═══ TEXTE SOURCE

16 février 2024

Mao : hier et aujourd’hui

La chaine Public Sénat diffuse un reportage sur le sinologue Simon Leys (1935-2014) connu pour avoir démonté l’idéologie maoïste. Le film est l’occasion de découvrir la vie de Leys et de s’immerger dans une époque, les années 1960-1980, où il était de bon ton, chez les intellectuels de gauche, de soutenir le régime totalitaire de Mao.

Jean-Paul Sartre, Philippe Sollers, Gérard Miller, Serge July, Roland Barthes, André Glucksmann sont quelques-uns de ces écrivains qui ont vu en Mao l’homme providentiel et le modèle de l’Occident. Des journaux comme Libération, ouvertement maoïste, et Le Monde, ont publié des articles mensongés sur le grand bond en avant (1958-1960) et la révolution culturelle (1966-1976), taisant les crimes du maoïsme, occultant les millions de morts de la machine totalitaire. Très bien mené, s’appuyant sur des images d’archives et des témoignages d’amis de Leys, le reportage permet de comprendre ce que fut la folie communiste et la chappe de plomb intellectuelle qui sévissait en France. Quiconque n’était pas communiste était un « chien » selon les mots de Sartre, et Simon Leys fut traité pire qu’un chien.

══════
═══ DONNÉES ENREGISTRÉES

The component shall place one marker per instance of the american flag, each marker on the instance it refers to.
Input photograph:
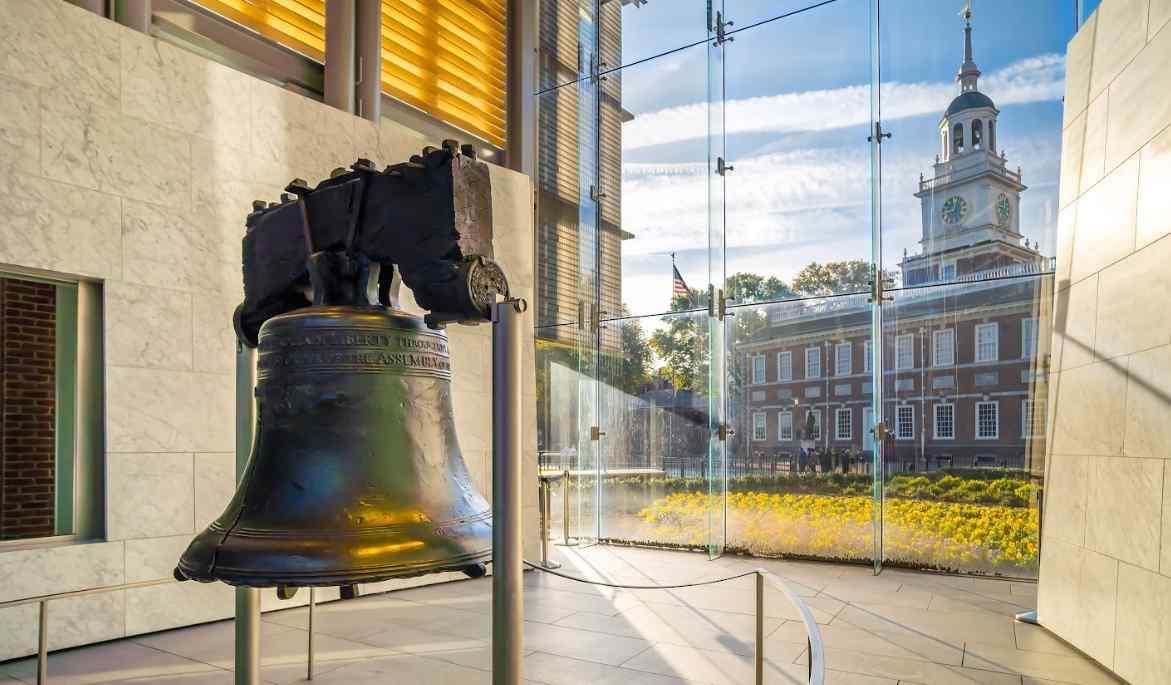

══════

**CONSIGNES**
1. Répondez aux questions suivantes à l'aide du texte sur Simon Leys :
(a) Quelle chaîne diffuse le reportage ?
(b) Quelles années le texte donne-t-il pour la révolution culturelle ?
(c) Quel journal le texte présente-t-il comme ouvertement maoïste ?
2. D'après le texte sur Simon Leys, expliquez en une à trois phrases ce qui permet au reportage de faire comprendre la folie communiste de l'époque.
3. Poursuivez le texte sur Simon Leys après sa dernière phrase.

**RÉPONSES**
1.
(a) Public Sénat.
(b) 1966-1976.
(c) Libération.

2. Le reportage est très bien mené et s'appuie sur des images d'archives ainsi que sur des témoignages d'amis de Leys. C'est ce qui lui permet de faire comprendre la folie communiste et le climat intellectuel pesant qui régnait alors en France.

3.
Mao face à ses crimes

Son crime fut grand en effet. Connaissant la Chine, marié à une Chinoise, parlant et écrivant le chinois, Leys vu la réalité de la politique de Mao. Il lut et décortiqua ses écrits, notamment le Livre rouge, dont la teneur intellectuelle est proche du néant. De ses études parurent plusieurs ouvrages dont Les habits neufs du président Mao (1971) et Ombres chinoises(1974) dans lesquels il démontait le mythe maoïste. Il fut, bien évidemment, éreinté par la critique. Le Monde et Le Nouvel Observateur se déchainèrent contre lui. Il fut interdit de radio et de télévision, attaqué par les intellectuels de gauche. Bien que parfaitement sinologue, on lui refusa un poste à l’université française. Son éditeur, René Vienet, lui-même sinologue et fin connaisseur de Taïwan, fut exclu du CNRS. La purification maoïste était en marche. C’est finalement l’université de Canberra (Australie) qui l’accueillit et le Belge qu’il était passa le reste de sa vie en Australie.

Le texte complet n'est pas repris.